§ EXERCISE PROMPT:
In the article below on Imran Khan and Pakistan's economic crisis, which problem did Nawaz Sharif start working on from the very first moment after his 2013 election?

§ SOURCE EXTRACT:
* * * * *

Imran Khan appears to be banking on the establishment to help him and Pakistan out of its economic crisis


In October last year, Pakistan Prime Minister Imran Khan in a public address stated that Pakistanis should stop worrying, “Ghabrain nahinhausla rakhain(do not worry, have fortitude).” But after five months of waiting for the government to deliver on its numerous promises, perhaps it is now time to really start worrying.

A different mandate

In each of the three recent elections in Pakistan, in 2008, 2013 and last year in July, a different political party won and formed the government. The Pakistan Peoples Party in 2008, following Benazir Bhutto’s assassination, had two Prime Ministers in its five-year tenure; but with Asif Zardari as President of Pakistan, this five-year tenure is better known as Mr. Zardari’s government. Similarly, after 2013, the Pakistan Muslim League’s Nawaz Sharif made a remarkable reappearance in Pakistan’s political scene and became Prime Minister for the third time, only to be debarred and removed from office, and subsequently imprisoned, and was replaced by one of his party members as Prime Minister. The 2013 government, even with Mr. Sharif behind bars, was known as his government. The third transition, or ‘experiment’ as it has been called since last year well before the elections took place, was for Pakistan’s military and judiciary, the so-called ‘establishment’, to work together and ensure an electoral victory for the third political party in as many elections, with Imran Khan winning.
The electoral results in 2008 and 2013 were not unexpected. After Benazir Bhutto’s killing, a sympathy wave led to her party winning enough seats to form a coalition government, but with its particularly poor performance in its five-year tenure, Mr. Sharif’s victory was also not unexpected. Despite the incarceration of Mr. Sharif and the multiple cases against him in 2017 and 2018, the general perception was that his party would probably get re-elected, albeit with a smaller majority. Mr. Khan’s victory followed on a multi-month strategy by the establishment to ensure that he would win, with ample evidence suggesting that he was ushered in with much help from behind the scenes. His shell-shocked victory speech a few hours after the elections suggested that even he was taken aback when victory was handed to him.

Five months on

Five months is a long enough time to be able to assess what a new government has done and the direction it intends to follow. Both the Zardari government of 2008 and the Sharif government in 2013 quickly went into taking numerous decisions soon after being elected. In 2008, with support from the Opposition led by Mr. Sharif, Mr. Zardari and his government worked together to jointly address issues concerning the economy, and to remove the then President of Pakistan, Pervez Musharraf, by initiating a process to have him impeached, leading to his resignation. Differences emerged between Mr. Sharif and Mr. Zardari over issues about an amnesty granted to political leaders and about the reinstatement of members of the judiciary dismissed while General Musharraf was President. Nevertheless, the main purpose apparent from the beginning had been served and was clear from the start, to reclaim popular political space from the military, and to reassert the sovereignty of the law. Mr. Sharif, when he was elected in 2013, from the very first moment, started work on addressing Pakistan’s biggest problem at that time, the electricity crisis which was crippling the economy. After taking several decisions within days of assuming power, he started to put the economy on some track, and agreed to an International Monetary Fund programme.

* * * * *

§ DATA PROVIDED:
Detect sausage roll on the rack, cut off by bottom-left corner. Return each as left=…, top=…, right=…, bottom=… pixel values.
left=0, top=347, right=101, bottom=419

* * * * *

§ RESULT BELOW:
The electricity crisis, which was crippling the economy.